Without the pictures, print each of the records below exactly as it appears.

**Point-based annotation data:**
::::
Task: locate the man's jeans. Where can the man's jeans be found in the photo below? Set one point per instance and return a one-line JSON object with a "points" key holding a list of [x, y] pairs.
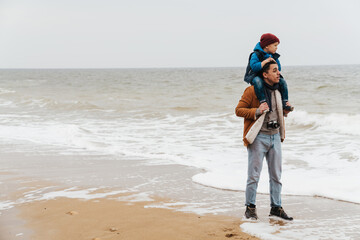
{"points": [[268, 146]]}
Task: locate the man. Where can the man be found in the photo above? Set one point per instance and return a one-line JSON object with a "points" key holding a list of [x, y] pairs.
{"points": [[264, 131]]}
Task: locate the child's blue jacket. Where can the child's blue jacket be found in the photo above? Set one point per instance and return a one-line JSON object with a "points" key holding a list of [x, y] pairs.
{"points": [[255, 63]]}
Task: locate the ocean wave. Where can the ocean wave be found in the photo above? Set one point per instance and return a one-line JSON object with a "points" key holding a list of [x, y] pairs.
{"points": [[348, 124], [65, 105]]}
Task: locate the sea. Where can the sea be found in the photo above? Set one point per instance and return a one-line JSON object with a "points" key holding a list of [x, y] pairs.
{"points": [[186, 116]]}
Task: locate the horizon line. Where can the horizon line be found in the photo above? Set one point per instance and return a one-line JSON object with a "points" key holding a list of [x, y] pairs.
{"points": [[194, 67]]}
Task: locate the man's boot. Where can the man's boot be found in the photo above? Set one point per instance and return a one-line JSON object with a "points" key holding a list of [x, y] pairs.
{"points": [[279, 212], [250, 212]]}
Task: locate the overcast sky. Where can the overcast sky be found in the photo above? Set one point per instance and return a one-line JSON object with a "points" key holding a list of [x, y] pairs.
{"points": [[174, 33]]}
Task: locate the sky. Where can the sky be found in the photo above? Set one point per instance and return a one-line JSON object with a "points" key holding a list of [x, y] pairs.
{"points": [[174, 33]]}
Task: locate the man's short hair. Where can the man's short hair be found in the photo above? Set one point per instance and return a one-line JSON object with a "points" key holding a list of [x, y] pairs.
{"points": [[266, 67]]}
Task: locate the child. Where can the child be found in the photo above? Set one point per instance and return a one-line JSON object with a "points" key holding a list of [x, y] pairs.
{"points": [[265, 51]]}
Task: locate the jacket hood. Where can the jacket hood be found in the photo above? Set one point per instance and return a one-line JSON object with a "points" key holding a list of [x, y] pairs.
{"points": [[266, 55], [259, 48]]}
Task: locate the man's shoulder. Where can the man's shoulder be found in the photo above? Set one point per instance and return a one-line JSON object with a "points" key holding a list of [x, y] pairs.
{"points": [[249, 90]]}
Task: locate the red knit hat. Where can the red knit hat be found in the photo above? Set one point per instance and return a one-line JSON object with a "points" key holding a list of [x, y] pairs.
{"points": [[267, 39]]}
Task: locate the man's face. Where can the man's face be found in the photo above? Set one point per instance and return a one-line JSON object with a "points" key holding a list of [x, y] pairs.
{"points": [[272, 76]]}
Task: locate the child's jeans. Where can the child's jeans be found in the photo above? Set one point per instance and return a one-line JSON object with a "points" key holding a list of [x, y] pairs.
{"points": [[258, 84]]}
::::
**RESPONSE:**
Task: locate the man's jeans. Where can the man's jeans be found in the photo below? Set one point per instance and return a one-line JSON object with a "points" key holding a list of [x, y] pairs.
{"points": [[268, 146]]}
Task: locate the man. Where can the man be found in the photo above? Set one point per instance and return a one-line JSON object with a "points" key holding a list of [x, y] pairs.
{"points": [[264, 131]]}
Task: locate the child's blue jacket. Where can the child's blue jacket be found in the photo above? Set one point per instance and return a one-line JSON object with a "points" key holding a list of [x, y] pairs.
{"points": [[255, 63]]}
Task: locate the ocean wave. Where can the ocean wave be found in the photo above? Set one point per instance and return a one-line JSON object with a "points" key holding a list of [x, y] pairs.
{"points": [[348, 124], [65, 105]]}
Task: locate the sea. Where can the sea be found in the photo above? Set one point per instance and return a one-line JSON object with a "points" key holding a list of [x, y] pairs.
{"points": [[186, 116]]}
Task: locate the horizon line. Where can the horizon line be found in the photo above? Set one point per instance and return a one-line JSON object with a "points" key holding a list of [x, y] pairs.
{"points": [[194, 67]]}
Task: locate the man's boot. Where can the man's boot be found in the photo above? Set one point per instance and return a one-line JSON object with a "points" key holding a list of [x, y] pairs.
{"points": [[279, 212], [250, 212]]}
Task: locate the overcast sky. Where can the overcast sky be found in the photo above? Set one point per instance and return a one-line JSON object with a "points" key holding a list of [x, y] pairs.
{"points": [[174, 33]]}
Task: locate the sky. Where can the sky be found in the photo above? Set one point per instance and return a one-line JSON object with a "points" key holding a list of [x, y] pairs.
{"points": [[174, 33]]}
Task: locate the man's short hair. Where can the man's short hair be found in the photo above? Set one point per instance and return a one-line JSON object with a "points" key holding a list of [x, y] pairs.
{"points": [[266, 67]]}
Task: locate the child. Where can the child be found in the photo above? Set one point per instance and return a one-line JSON object with a "points" key holding a list of [x, y] pairs.
{"points": [[265, 51]]}
Task: locate the jacket hood. Where can the jacket hood be found in the photo above? Set one point per instance and return a one-line JSON object with a "points" key holding a list of [x, y] pairs.
{"points": [[266, 55], [259, 48]]}
Task: locate the man's shoulder. Where can the man's shoulder be found in the photo above? Set one point per instance and return a one-line JSON object with a "points" key holding a list of [x, y] pairs.
{"points": [[249, 90]]}
Task: locate the red knit hat. Where can the red knit hat be found in the photo above? Set one point per instance and return a one-line JSON object with a "points" key holding a list of [x, y] pairs.
{"points": [[267, 39]]}
Task: locate the man's face. Where can the man's face be found in the photo above? Set one point per instance and return a one-line JSON object with a "points" key holding a list of [x, y] pairs.
{"points": [[272, 76]]}
Task: locate the child's jeans. Where can the child's jeans be found in the photo above? Set one point per instance and return a one-line JSON object with a "points" key holding a list of [x, y] pairs.
{"points": [[258, 84]]}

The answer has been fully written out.